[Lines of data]
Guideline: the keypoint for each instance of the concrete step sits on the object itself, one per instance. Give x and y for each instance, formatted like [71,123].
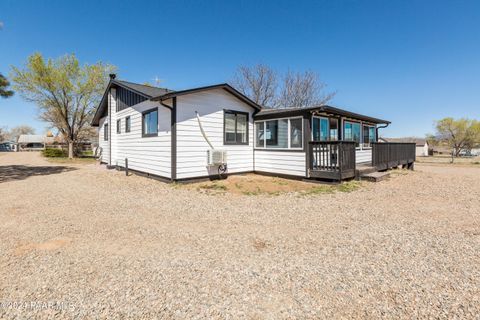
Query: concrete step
[375,176]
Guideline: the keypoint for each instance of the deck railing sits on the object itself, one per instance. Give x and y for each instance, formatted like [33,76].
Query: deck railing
[332,159]
[392,154]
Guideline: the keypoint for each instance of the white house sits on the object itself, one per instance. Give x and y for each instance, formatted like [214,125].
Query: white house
[201,132]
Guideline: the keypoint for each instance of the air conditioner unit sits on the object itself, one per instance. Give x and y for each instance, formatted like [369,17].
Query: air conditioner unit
[216,157]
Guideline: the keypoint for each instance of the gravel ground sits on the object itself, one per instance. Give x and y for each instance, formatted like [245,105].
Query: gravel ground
[83,242]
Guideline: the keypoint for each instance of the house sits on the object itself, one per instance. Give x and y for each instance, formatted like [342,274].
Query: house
[207,131]
[421,145]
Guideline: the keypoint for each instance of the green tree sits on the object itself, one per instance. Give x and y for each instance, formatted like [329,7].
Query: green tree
[4,84]
[461,134]
[65,92]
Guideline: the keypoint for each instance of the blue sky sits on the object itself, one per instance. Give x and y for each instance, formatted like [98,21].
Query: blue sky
[410,62]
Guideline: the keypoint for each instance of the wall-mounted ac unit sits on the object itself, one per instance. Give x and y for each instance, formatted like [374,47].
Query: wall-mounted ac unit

### JOB
Write out all of the records again, switching every occurrence of "keypoint" to "marker" and changing nothing else. Leave the pictures out of your answer.

### EXPECTED OUTPUT
Guideline: the marker for each instance of the concrete step sits on the object itself, one per instance. Give x and y for each instance, formatted like [71,123].
Query: concrete step
[375,176]
Guideline: the marker for each instance of the deck railing sits on the object itself, one per instance. Give x and y for each instance, formatted like [33,76].
Query: deck railing
[332,159]
[392,154]
Guideline: the marker for each instance of the white house sits on the object itself, one per instance. Give x and y for each instance, formatted like [214,125].
Query: white house
[201,132]
Guideline: the marker for each instance of the air conditioner unit sits on the object itself, one per instance. Give x and y for each instance, formatted like [369,17].
Query: air conditioner unit
[216,157]
Guideline: the marker for each instance of the gravel ground sits on the object itself, one per instance. Give x and y for each instance, formatted like [245,105].
Query: gravel ground
[83,242]
Guideline: the marker for each instance of the house sits on the object itself, one per instance. Give x and y for each instance, formatted like [342,274].
Query: house
[207,131]
[421,145]
Guideline: the marker for each instance of the green tree sits on the object itself, one per instance. Give x and y for each instance, formatted like [329,7].
Query: green tree
[4,84]
[461,134]
[65,92]
Guideline: the marker for each instance of the blue sky sits on the object itself, one per instance. Give x and y for each instance, formatted like [98,21].
Query: blue sky
[410,62]
Guideline: the marker for each instance of the wall-mounted ac unit sits on the object itself, one per instance. Give x and y for each instance, formatted like [374,47].
Query: wall-mounted ac unit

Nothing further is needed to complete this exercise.